■ Required actions:
(A) In the article on the WHO dropping the term "counterfeit," how many shipments of generic drugs were detained between 2008 and 2009?
(B) Pick up the article on the WHO dropping the term "counterfeit" after its last sentence and continue it.

The World Health Organisation (WHO) has dropped the term ‘counterfeit’ and retained ‘falsified’ to describe medicines of inferior quality.
This decision was taken by a WHO’s technical working group on draft working definitions of substandard/spurious /falsely-labelled/falsified/counterfeit (SSFFC) medical products.
It settles longstanding India, EU medicine dispute and battle about labelling of drugs. It is considered as a significant victory for the global access to medicines campaign.
What is the issue?
- The above mentioned terms were used interchangeably to confiscate Indian made cheap generic drugs exported to other countries by showing that they were in violation of Intellectual Property Rights (IPR).
- It was also alleged that big pharmaceutical companies were using term ‘counterfeit’ to describe generic medicines and disrupting trade of generic medicines especially from India.
- Even the European Union Free Trade Agreement (EU FTA) was derailed after affordable, safe-to-use generic drugs made in India were confiscated as ‘illegal’ and ‘counterfeit.’
- Between 2008 and 2009, nearly 20 shipments of generic drugs were detained while in transit from India to several developing countries via Europe.
What were the concerns?
- Under the Agreement on Trade-Related Aspects of Intellectual Property Rights (TRIPS) — the definition of counterfeit was clearly targeted at one particular area.
- It clearly mentioned that it is wilful infringement of trademark on a commercial scale.
- However in reality, campaigns and legislation against counterfeit drugs often have nothing to do with concerns about drug quality.

■ Supplied material:
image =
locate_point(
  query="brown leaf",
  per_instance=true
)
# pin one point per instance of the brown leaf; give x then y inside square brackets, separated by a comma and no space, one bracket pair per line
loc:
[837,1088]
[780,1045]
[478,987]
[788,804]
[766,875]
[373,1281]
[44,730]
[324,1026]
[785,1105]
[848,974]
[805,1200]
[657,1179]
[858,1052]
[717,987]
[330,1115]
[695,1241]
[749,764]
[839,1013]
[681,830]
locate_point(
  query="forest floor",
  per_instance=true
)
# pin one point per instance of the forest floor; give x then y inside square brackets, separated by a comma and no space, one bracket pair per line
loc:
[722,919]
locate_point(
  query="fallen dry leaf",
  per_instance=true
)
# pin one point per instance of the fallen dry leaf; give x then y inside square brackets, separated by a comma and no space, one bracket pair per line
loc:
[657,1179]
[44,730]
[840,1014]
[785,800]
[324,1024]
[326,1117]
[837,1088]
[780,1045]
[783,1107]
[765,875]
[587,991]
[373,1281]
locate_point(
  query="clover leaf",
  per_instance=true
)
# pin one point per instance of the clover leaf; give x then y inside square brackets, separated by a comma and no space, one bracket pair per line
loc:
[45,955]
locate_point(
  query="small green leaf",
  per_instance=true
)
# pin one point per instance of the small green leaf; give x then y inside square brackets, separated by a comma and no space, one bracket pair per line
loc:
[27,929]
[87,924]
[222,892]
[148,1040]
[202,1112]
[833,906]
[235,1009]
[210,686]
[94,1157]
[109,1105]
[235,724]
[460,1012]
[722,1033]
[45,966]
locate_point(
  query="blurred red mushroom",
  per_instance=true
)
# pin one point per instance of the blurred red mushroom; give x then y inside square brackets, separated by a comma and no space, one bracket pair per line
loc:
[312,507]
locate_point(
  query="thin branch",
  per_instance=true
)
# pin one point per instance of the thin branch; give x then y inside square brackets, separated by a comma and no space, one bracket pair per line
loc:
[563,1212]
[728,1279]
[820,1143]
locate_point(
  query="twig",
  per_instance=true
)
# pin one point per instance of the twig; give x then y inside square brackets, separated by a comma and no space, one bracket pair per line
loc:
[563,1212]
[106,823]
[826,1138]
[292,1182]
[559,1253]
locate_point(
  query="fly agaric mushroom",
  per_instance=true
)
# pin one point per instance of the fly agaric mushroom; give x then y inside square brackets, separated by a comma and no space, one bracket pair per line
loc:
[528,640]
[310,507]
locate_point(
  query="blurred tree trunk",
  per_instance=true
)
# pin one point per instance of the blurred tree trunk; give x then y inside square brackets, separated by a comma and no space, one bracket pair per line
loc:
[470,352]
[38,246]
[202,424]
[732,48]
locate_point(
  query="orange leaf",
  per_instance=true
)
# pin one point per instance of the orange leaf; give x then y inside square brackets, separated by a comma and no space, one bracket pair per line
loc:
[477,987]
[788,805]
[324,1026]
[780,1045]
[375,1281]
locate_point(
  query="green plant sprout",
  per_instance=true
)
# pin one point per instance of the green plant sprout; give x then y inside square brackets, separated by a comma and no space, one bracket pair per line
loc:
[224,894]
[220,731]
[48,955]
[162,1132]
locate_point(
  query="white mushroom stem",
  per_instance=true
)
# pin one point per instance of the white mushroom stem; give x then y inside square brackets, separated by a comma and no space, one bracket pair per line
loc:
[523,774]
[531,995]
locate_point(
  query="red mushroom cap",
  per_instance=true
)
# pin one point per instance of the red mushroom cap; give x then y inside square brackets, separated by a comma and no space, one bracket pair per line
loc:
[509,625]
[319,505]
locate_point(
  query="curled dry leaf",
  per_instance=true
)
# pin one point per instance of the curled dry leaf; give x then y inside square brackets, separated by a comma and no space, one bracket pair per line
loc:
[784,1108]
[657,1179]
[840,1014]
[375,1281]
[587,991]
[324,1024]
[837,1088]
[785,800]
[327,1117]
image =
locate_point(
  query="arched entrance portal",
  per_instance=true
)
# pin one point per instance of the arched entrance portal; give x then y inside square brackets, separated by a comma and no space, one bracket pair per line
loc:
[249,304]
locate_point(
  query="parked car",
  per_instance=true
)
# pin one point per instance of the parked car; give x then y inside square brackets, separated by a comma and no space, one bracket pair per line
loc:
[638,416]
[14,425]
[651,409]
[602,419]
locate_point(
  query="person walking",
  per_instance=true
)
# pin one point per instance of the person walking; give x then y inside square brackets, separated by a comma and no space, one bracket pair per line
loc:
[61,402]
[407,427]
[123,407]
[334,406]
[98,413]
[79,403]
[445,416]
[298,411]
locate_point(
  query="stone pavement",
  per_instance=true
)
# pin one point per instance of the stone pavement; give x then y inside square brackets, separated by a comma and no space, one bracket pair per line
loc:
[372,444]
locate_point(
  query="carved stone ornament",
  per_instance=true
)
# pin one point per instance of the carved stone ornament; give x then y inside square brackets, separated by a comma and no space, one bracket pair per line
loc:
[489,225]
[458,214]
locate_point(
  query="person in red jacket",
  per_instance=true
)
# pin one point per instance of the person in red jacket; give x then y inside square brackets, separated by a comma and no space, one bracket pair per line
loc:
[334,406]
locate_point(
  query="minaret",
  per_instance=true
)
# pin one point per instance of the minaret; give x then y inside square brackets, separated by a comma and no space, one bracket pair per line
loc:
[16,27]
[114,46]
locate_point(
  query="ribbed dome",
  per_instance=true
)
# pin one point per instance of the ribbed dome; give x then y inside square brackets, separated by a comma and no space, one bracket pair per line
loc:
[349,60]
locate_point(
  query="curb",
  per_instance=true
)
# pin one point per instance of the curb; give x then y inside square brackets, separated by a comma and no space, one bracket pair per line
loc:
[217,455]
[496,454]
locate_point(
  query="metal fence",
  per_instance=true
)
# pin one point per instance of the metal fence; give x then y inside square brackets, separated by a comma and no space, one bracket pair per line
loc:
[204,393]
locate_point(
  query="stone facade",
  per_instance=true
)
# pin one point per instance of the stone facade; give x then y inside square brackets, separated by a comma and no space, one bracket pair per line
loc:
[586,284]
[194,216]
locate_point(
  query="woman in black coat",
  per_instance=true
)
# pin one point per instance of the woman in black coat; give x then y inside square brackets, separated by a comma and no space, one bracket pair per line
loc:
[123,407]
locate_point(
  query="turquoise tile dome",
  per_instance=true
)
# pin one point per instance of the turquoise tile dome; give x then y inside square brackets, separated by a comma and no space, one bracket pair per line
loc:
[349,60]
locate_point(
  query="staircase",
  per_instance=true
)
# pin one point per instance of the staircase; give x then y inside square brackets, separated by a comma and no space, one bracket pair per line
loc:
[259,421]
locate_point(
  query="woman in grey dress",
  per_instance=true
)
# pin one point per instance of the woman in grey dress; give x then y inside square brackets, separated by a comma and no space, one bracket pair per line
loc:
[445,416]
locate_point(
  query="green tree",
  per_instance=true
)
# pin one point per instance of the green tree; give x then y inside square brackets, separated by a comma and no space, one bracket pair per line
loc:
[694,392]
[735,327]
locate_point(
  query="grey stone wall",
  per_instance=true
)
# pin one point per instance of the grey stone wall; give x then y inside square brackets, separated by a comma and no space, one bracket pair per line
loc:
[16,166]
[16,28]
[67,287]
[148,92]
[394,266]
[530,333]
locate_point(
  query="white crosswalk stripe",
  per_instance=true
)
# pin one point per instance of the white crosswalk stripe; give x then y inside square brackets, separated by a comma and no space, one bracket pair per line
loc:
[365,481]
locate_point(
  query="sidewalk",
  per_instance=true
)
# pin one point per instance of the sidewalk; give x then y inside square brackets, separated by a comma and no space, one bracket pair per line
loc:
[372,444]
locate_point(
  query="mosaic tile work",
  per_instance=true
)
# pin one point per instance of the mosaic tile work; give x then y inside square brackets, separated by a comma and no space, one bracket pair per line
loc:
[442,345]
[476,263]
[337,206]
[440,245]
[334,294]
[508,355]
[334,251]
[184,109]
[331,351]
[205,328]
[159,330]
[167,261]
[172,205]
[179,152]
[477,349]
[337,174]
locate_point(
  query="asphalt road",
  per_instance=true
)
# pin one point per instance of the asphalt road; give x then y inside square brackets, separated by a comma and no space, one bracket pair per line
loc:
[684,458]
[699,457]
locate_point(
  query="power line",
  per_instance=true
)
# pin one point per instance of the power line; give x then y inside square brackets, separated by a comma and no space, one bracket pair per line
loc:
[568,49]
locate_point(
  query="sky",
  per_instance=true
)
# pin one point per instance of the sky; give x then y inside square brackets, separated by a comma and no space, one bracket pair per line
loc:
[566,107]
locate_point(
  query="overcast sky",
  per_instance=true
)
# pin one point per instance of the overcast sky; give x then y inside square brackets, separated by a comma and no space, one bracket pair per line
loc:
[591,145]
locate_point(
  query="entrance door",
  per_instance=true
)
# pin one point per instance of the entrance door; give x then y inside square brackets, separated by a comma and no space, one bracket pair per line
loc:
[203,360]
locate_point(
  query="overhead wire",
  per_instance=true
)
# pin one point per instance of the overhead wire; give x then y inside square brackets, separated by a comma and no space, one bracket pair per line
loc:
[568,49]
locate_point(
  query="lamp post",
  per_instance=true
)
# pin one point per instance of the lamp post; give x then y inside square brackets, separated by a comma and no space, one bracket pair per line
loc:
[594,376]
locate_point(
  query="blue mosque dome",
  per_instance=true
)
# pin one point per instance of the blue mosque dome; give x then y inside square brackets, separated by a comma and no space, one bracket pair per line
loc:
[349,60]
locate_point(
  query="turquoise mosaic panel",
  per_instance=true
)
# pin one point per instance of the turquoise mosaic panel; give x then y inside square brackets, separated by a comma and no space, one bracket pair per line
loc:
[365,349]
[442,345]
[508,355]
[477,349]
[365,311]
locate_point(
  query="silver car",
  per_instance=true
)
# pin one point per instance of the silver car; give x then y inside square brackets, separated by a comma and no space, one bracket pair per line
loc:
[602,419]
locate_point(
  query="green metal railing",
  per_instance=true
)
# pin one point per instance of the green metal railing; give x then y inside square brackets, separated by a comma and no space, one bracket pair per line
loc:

■ Activity answers:
(A) Nearly 20 shipments.

(B)
- The major European and US pharmaceutical companies used these rules for vested interest by limiting competition from generic drugs.
- They were using increased enforcement of IP laws as a tool to clamp down on the legitimate trade in high-quality generic medicines between developing countries
Significance of WHO decision
- The adopted definition will use falsified and drops the word counterfeit. The term falsified is much more in line with public health concerns regarding medicines.
- It makes false claims about what they contain or where they are from, that represent a genuine problem.
- It clarifies that the term ‘counterfeit’ will now be used by member States with respect to protection of IPR.
- Settles a long-standing battle about labelling of drugs as for far too long, genuine generic medicines have been labelled as counterfeit.
- Removes confusion on the much needed attention from the substandard medicines — which is a bigger public health problem for developing countries.
WHO is a specialized agency of the United Nations that is concerned with international public health. It was established on 7 April 1948. It is headquartered in Geneva, Switzerland.